提示された文章

結論 平成15年3月24日付け判定請求回答書に添付された「イ号物件「KS-00」」の写真(甲第1号証)及びイ号図面(甲第2号証)に示す「ロープ固定金具」は、登録第2111378号実用新案の技術的範囲に属しない。
理由 1.請求の趣旨
本件判定の請求の趣旨は、「イ号物件「KS-00」」の写真(甲第1号証)及びイ号図面(甲第2号証)に示すところの被請求人が製造する型式番号「KS-00」の「ロープ固定金具」(以下、「イ号物件」という。)が、実用新案登録第2111378号の請求項1に係る考案(以下、「本件考案」という。)の技術的範囲に属する、との判定を求めるものである。

提供された一覧
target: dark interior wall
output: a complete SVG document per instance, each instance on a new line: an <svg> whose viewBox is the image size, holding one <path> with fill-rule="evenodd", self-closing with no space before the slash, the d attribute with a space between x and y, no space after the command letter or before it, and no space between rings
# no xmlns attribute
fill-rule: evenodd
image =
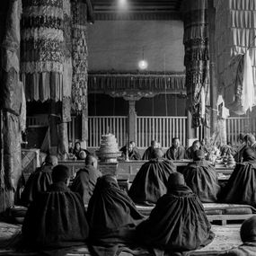
<svg viewBox="0 0 256 256"><path fill-rule="evenodd" d="M89 116L128 116L128 102L106 94L89 94ZM186 100L174 94L160 94L136 102L138 116L185 116Z"/></svg>
<svg viewBox="0 0 256 256"><path fill-rule="evenodd" d="M90 70L183 71L181 21L96 21L88 28Z"/></svg>

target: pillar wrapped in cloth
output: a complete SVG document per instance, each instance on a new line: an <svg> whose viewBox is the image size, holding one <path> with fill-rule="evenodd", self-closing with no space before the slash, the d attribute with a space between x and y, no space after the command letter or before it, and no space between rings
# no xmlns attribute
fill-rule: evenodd
<svg viewBox="0 0 256 256"><path fill-rule="evenodd" d="M209 51L207 1L184 1L184 65L188 109L192 127L209 122Z"/></svg>
<svg viewBox="0 0 256 256"><path fill-rule="evenodd" d="M256 103L255 1L215 2L218 84L226 108L244 114Z"/></svg>

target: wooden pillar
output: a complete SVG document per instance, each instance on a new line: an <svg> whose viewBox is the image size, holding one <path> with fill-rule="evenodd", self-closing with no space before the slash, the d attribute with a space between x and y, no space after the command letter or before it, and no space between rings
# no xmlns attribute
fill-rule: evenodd
<svg viewBox="0 0 256 256"><path fill-rule="evenodd" d="M210 104L211 104L211 119L210 119L210 135L216 130L217 128L217 83L216 79L216 46L215 46L215 18L216 9L214 7L214 0L208 0L208 32L209 32L209 54L210 54Z"/></svg>
<svg viewBox="0 0 256 256"><path fill-rule="evenodd" d="M197 133L192 128L192 115L190 110L187 110L187 146L190 146L195 138L197 138Z"/></svg>
<svg viewBox="0 0 256 256"><path fill-rule="evenodd" d="M136 101L128 101L128 141L136 141L137 138L137 113Z"/></svg>

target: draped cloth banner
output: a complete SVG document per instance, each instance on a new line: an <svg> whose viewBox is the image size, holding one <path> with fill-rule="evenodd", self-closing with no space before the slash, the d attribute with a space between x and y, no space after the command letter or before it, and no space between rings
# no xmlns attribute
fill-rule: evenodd
<svg viewBox="0 0 256 256"><path fill-rule="evenodd" d="M216 0L215 7L218 84L225 106L236 114L244 114L249 102L245 104L244 95L249 94L244 94L243 89L247 88L245 84L252 88L252 78L254 99L249 95L248 100L250 106L253 105L252 101L256 103L256 1ZM251 61L252 68L247 65Z"/></svg>
<svg viewBox="0 0 256 256"><path fill-rule="evenodd" d="M71 1L72 12L72 110L87 116L87 5L83 0Z"/></svg>
<svg viewBox="0 0 256 256"><path fill-rule="evenodd" d="M27 101L62 100L63 2L22 1L21 72Z"/></svg>
<svg viewBox="0 0 256 256"><path fill-rule="evenodd" d="M192 127L208 126L209 120L209 50L207 1L185 0L184 65L186 66L187 106L192 115ZM202 108L202 106L205 106Z"/></svg>

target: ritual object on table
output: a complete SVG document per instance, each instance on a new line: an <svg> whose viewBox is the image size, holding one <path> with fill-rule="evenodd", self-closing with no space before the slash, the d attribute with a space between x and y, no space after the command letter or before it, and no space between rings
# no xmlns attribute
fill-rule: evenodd
<svg viewBox="0 0 256 256"><path fill-rule="evenodd" d="M100 149L96 151L96 154L102 162L117 162L117 158L121 155L121 153L119 150L117 139L113 134L109 133L102 136Z"/></svg>
<svg viewBox="0 0 256 256"><path fill-rule="evenodd" d="M229 156L228 156L228 159L227 159L227 163L226 163L226 166L227 167L234 167L235 166L235 161L234 161L234 157L233 157L233 155L232 154L229 154Z"/></svg>

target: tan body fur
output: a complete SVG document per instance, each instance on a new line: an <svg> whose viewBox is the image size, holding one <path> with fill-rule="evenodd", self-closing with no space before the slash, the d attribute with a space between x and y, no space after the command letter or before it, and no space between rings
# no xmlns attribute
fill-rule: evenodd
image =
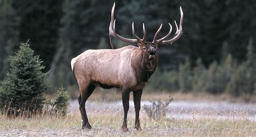
<svg viewBox="0 0 256 137"><path fill-rule="evenodd" d="M133 91L143 88L151 75L145 80L136 76L143 69L142 59L139 48L133 46L117 49L89 49L73 58L71 67L79 85L92 83L100 86L100 83L117 88L129 87ZM147 68L151 70L149 74L153 73L152 70L156 65Z"/></svg>

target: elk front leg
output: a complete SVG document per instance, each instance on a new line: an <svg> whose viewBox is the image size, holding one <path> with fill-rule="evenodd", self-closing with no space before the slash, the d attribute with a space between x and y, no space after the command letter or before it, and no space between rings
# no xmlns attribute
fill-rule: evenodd
<svg viewBox="0 0 256 137"><path fill-rule="evenodd" d="M82 116L82 128L83 129L85 128L91 129L92 128L92 126L90 125L88 121L88 118L87 117L86 111L85 110L85 102L95 89L95 86L92 84L90 84L87 87L84 89L80 89L80 93L78 100L79 104L79 110Z"/></svg>
<svg viewBox="0 0 256 137"><path fill-rule="evenodd" d="M137 131L142 131L139 123L139 111L140 110L140 98L142 89L133 91L133 102L135 108L135 128Z"/></svg>
<svg viewBox="0 0 256 137"><path fill-rule="evenodd" d="M130 91L128 90L122 90L122 100L123 106L124 107L124 122L122 126L122 129L123 132L128 131L127 127L127 114L129 110L129 99L130 99Z"/></svg>

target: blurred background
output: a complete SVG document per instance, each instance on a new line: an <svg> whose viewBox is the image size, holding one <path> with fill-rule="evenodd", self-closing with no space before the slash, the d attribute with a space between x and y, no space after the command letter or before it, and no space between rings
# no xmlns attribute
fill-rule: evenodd
<svg viewBox="0 0 256 137"><path fill-rule="evenodd" d="M131 25L152 41L168 23L179 23L183 34L172 45L159 45L158 69L146 92L204 92L251 100L256 95L256 1L114 1L117 32L132 38ZM9 55L29 39L49 72L52 93L78 86L71 60L87 49L111 48L109 25L114 1L0 0L0 81L9 69ZM176 31L173 29L173 31ZM173 34L174 32L173 32ZM114 39L114 48L129 44Z"/></svg>

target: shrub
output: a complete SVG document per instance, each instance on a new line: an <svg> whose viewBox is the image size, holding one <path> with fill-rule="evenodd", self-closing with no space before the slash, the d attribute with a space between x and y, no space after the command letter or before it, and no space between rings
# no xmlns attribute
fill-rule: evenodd
<svg viewBox="0 0 256 137"><path fill-rule="evenodd" d="M49 89L46 74L39 56L26 43L21 44L19 51L10 57L10 71L1 82L0 108L8 115L35 114L43 108L44 93ZM24 113L25 114L25 113Z"/></svg>
<svg viewBox="0 0 256 137"><path fill-rule="evenodd" d="M58 95L52 103L53 111L56 114L65 116L69 105L68 91L65 91L65 89L62 87L60 88L57 91Z"/></svg>
<svg viewBox="0 0 256 137"><path fill-rule="evenodd" d="M166 113L166 107L173 99L169 96L168 101L164 103L160 100L157 102L151 102L151 105L144 105L143 109L146 111L149 118L156 121L158 121L165 117Z"/></svg>

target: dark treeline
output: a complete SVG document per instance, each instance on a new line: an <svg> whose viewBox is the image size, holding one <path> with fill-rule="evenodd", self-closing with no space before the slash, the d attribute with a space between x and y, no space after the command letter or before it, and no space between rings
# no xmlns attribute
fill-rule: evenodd
<svg viewBox="0 0 256 137"><path fill-rule="evenodd" d="M159 38L169 31L168 23L176 31L173 21L179 21L181 6L183 34L172 45L159 46L158 73L177 73L181 64L187 62L192 71L198 66L199 59L204 68L210 69L213 63L221 66L227 55L237 66L244 64L248 60L249 43L256 48L255 1L114 1L117 32L132 38L134 21L136 33L141 36L144 23L148 40L153 40L161 23L164 25ZM0 0L0 80L9 69L9 55L17 51L19 43L30 39L31 48L46 66L44 71L50 70L49 79L53 87L75 84L70 64L71 59L86 49L111 48L109 25L113 2ZM114 40L116 48L127 44ZM252 77L255 81L255 76ZM178 89L183 88L173 89Z"/></svg>

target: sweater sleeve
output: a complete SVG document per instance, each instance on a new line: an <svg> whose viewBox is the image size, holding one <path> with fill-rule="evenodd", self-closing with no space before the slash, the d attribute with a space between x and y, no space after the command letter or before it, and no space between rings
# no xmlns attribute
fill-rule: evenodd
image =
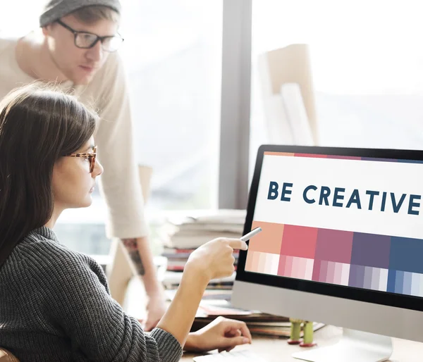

設問の指示
A – ロープ固定金具の判定文について、次の問いに答えてください。
(i) 写真と図面が添付された判定請求回答書は、何年何月何日付けですか。
(ii) 被請求人が製造する「ロープ固定金具」の型式番号は何ですか。
(iii) 本件考案は、実用新案登録第2111378号のどの請求項に係る考案ですか。
B – ロープ固定金具の判定文を、最後の文の後から書き継いでください。

解答一覧
A –
(i) 平成15年3月24日付けです。
(ii) 「KS-00」です。
(iii) 請求項1に係る考案です。

B –
2.本件考案
本件考案は、明細書及び図面の記載からみて、その実用新案登録請求の範囲の請求項1に記載されたとおりのものであり、その構成要件を分説すると、次のとおりである。
(a)2枚の細長い基板を所定の間隔を置いて対設固定し、この基板の一端部に止着ロープを止着し、この基板の反対側端部間にロープを支承する凹溝を有するロープ支承体を設け、
(b)この基板の中間部に軸杆を架設し、この軸杆に外周縁に喰い込み歯を形成したロープ係止爪板をロープ支承体の凹溝側に向けて回動自在に設け、
(c)このロープ係止爪板にロープ係止爪板とロープ支承体との間隙巾を狭める方向に作用するスプリングを設け、
(d)ロープ係止爪板の外周縁の形状を回動によりロープを挟持する間隙巾が次第に巾狭くなる形状に形成し、且つ喰い込み歯の形状をロープの撚り山の形状とピッチに合致するピッチの凹状歯に形成し、
(e)このロープ係止爪板にロープ係止爪板をスプリングに抗して回動せしめる工具の工具差込孔を設けたことを特徴とする
(f)親綱調節金具。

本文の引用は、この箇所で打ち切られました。